## Your instructions
Starting at the line that has "the wood floor" and stopping after the last of the rows, write those lines out again with their requests. Scale every coordinate in the answers by 2.25, rounding to whole numbers with halves going up.

## Saved entries

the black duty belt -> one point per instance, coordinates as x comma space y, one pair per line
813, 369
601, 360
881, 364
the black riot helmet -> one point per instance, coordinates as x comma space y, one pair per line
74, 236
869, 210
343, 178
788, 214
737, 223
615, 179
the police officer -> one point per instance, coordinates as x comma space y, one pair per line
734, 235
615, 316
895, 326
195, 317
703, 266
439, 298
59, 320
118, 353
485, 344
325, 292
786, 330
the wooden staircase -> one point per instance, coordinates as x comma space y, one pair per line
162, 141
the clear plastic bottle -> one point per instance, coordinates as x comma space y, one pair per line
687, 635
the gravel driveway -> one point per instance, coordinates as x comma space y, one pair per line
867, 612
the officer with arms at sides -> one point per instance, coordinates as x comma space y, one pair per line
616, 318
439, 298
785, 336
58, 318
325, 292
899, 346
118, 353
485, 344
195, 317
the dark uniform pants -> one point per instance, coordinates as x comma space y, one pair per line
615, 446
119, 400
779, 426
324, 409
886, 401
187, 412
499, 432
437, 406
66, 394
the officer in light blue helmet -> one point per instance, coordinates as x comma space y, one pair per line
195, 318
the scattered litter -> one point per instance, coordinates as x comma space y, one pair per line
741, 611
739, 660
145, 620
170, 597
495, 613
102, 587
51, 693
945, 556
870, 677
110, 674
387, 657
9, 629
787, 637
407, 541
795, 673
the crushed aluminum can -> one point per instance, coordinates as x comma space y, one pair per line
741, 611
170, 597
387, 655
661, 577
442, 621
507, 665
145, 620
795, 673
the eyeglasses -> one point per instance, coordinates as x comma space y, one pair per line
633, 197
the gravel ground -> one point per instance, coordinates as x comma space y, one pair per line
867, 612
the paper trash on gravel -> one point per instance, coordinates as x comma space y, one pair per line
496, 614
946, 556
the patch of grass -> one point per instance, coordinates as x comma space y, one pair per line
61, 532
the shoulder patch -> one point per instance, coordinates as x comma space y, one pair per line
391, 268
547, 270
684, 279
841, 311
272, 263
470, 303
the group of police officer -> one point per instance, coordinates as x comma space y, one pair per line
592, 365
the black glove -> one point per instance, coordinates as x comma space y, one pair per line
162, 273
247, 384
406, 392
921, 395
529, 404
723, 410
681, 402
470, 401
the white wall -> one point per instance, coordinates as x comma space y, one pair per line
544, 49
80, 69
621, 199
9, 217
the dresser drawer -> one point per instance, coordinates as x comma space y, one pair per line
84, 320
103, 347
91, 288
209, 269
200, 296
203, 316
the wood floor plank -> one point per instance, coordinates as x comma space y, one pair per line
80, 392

## Task result
the wood floor plank -> one point per instance, coordinates as x comma space y, one pair per line
180, 882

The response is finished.